What is asked: Reproduce every one of the items below verbatim, line for line, with no changes.

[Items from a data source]
- - - - - - -

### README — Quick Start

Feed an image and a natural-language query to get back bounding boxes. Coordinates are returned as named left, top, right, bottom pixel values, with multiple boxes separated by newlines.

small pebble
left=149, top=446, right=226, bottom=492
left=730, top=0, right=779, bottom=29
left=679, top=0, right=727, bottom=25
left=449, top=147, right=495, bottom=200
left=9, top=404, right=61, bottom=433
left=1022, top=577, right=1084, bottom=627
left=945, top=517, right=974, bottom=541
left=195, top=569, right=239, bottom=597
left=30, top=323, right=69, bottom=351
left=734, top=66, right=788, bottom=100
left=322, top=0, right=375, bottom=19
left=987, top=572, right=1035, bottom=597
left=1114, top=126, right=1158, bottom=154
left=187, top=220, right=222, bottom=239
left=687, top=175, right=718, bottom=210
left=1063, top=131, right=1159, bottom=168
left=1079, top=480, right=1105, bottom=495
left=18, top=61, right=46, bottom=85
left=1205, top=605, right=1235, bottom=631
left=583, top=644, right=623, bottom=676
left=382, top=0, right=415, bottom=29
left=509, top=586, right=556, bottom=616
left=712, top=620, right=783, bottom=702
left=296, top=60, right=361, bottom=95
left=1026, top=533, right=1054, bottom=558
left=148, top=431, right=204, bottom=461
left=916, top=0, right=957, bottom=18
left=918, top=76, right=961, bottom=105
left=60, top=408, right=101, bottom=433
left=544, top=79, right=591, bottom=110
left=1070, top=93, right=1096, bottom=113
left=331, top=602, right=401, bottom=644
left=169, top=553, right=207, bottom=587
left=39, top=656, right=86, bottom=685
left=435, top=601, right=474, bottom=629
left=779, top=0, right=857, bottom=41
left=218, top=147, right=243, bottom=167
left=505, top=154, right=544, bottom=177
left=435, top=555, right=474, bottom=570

- - - - - - -

Completed task:
### README — Quick Start

Feed an image and a natural-language query to get back bounding boxes. Coordinates are returned as named left, top, right, bottom pixel values, with multiple boxes separated by newlines.

small pebble
left=149, top=446, right=226, bottom=492
left=730, top=0, right=779, bottom=29
left=679, top=0, right=727, bottom=25
left=449, top=147, right=495, bottom=200
left=9, top=404, right=61, bottom=433
left=1022, top=577, right=1084, bottom=627
left=945, top=517, right=974, bottom=541
left=195, top=569, right=239, bottom=597
left=30, top=323, right=69, bottom=351
left=734, top=66, right=788, bottom=100
left=322, top=0, right=375, bottom=19
left=987, top=572, right=1035, bottom=597
left=1114, top=126, right=1158, bottom=154
left=187, top=220, right=222, bottom=239
left=687, top=175, right=718, bottom=210
left=1063, top=131, right=1159, bottom=168
left=1079, top=480, right=1105, bottom=495
left=18, top=61, right=46, bottom=85
left=1205, top=605, right=1235, bottom=631
left=583, top=644, right=623, bottom=676
left=382, top=0, right=415, bottom=29
left=509, top=586, right=556, bottom=616
left=712, top=620, right=783, bottom=702
left=296, top=60, right=361, bottom=95
left=1026, top=533, right=1054, bottom=558
left=148, top=431, right=204, bottom=461
left=916, top=0, right=957, bottom=18
left=918, top=76, right=961, bottom=105
left=60, top=408, right=101, bottom=433
left=544, top=79, right=591, bottom=110
left=1070, top=93, right=1096, bottom=113
left=331, top=602, right=401, bottom=644
left=169, top=553, right=207, bottom=587
left=39, top=656, right=86, bottom=685
left=435, top=601, right=474, bottom=629
left=779, top=0, right=857, bottom=41
left=218, top=147, right=243, bottom=167
left=505, top=154, right=544, bottom=177
left=435, top=555, right=474, bottom=570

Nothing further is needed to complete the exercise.